DOCUMENT TEXT:
· · ·
The stronger rand has had a tremendous impact on confidence in the
commercial property market, with a strong take-up of industrial space also
being reported from most regions.
"There is activity across the board, with nodal shopping centres and office
parks probably generating the most interest right now," says Rodney Luntz,
of property consultancy Abro Luntz.
"Confidence in the market is running high. It's amazing what a stronger rand
does for sentiment.
"Property is producing better returns than equities at present and most
investors are factoring a drop in interest rates into their plans, which
would allow for more effective gearing of deals, while rising building costs
virtually guarantee good capital gains."
While there is still an overhang of space, Luntz believes that this will be
steadily eroded, notably at the top end of the market, provided landlords
keep their lease conditions reasonable.
"Notwithstanding this overhang, there is strong demand in specific market
niches, mostly for the medium to small-sized decentralised development as
opposed to the megaprojects of the 1970s and 1980s, which were mainly
institutionally backed.
"Interestingly, institutions are slowly coming back into the market but most
of the impetus is coming from private investors and developers, spurred by a
robust listed property sector that is seemingly sorting out its problems."
· · ·
STORED DATA:
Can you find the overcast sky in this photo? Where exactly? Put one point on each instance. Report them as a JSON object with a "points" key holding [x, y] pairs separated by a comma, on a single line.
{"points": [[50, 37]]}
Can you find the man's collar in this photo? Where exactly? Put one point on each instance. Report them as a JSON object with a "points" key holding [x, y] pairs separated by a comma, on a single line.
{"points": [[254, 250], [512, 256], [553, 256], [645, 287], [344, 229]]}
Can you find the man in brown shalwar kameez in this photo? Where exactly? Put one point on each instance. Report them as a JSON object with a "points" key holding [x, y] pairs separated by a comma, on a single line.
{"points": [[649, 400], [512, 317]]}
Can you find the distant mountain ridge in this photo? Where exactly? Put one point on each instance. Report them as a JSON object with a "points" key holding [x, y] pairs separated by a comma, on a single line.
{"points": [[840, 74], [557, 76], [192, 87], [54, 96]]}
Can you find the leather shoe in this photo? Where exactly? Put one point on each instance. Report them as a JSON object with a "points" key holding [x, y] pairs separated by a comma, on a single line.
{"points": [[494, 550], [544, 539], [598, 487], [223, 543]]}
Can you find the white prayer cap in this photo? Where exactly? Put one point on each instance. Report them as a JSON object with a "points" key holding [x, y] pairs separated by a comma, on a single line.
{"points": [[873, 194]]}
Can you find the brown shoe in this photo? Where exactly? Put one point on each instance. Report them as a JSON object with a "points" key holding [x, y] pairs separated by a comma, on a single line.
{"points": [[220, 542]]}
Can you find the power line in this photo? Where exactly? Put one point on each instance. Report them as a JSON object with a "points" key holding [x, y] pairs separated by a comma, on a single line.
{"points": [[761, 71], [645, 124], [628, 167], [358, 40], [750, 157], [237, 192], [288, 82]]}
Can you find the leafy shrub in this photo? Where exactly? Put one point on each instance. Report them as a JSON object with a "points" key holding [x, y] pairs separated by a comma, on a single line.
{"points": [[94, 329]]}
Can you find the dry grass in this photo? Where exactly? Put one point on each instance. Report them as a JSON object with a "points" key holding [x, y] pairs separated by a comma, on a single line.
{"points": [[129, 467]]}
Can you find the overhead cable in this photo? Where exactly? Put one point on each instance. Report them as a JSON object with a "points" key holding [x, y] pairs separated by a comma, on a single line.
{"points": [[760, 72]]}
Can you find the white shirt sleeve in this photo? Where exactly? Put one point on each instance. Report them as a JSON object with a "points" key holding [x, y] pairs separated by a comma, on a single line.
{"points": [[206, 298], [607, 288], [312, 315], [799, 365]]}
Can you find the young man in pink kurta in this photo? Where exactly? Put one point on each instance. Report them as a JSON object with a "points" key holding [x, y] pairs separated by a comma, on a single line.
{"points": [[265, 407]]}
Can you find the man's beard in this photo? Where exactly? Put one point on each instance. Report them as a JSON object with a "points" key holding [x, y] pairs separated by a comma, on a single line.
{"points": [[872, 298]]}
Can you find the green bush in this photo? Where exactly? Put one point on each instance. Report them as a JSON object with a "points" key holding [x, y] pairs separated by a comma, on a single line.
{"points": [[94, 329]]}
· · ·
GOALS:
**1.** Check each statement against the commercial property text. For each, say yes or no and quote the words of the text that decide it.
(a) Luntz says nodal shopping centres and office parks are probably generating the most interest at the moment.
(b) Luntz says equities are currently producing better returns than property.
(c) According to Luntz, institutions are providing most of the impetus in the market.
**2.** Write the next few sentences of the commercial property text, picking up right after its final sentence.

PER-TASK OUTPUTS:
**1.**
(a) Yes: "nodal shopping centres and office parks probably generating the most interest right now"
(b) No: "Property is producing better returns than equities at present"
(c) No: "most of the impetus is coming from private investors and developers"

**2.**
Luntz says the grey money moratorium announced in the budget should
encourage a return flow of capital to SA, particularly if the rand started
to weaken again. Some of those funds should find their way into commercial
property or property loan stock, which currently offers better, safer
returns than the stock market.
In addition, Luntz says property continues to stand out as a safe haven for
investment in an environment of extremely volatile equity markets, while the
R13bn worth of tax concessions in the budget could stimulate retail
turnovers "which is good for both landlord and tenant".
Meanwhile, property analysts report a surge in demand for investment
properties in the Cape in the first few months of this year, particularly
for industrial properties.
Nicholas Piper, regional manager (Western Cape) of property asset managers
Spire Property Services, says there has been a lack of development of new
industrial premises over the past four to five years that has resulted in a
shortage of suitable stock, particularly of larger industrial and
manufacturing sites.
Piper says that in the past the strength of Cape manufacturing largely
depended on the performance of the food processing sector as well as
clothing and textile industries.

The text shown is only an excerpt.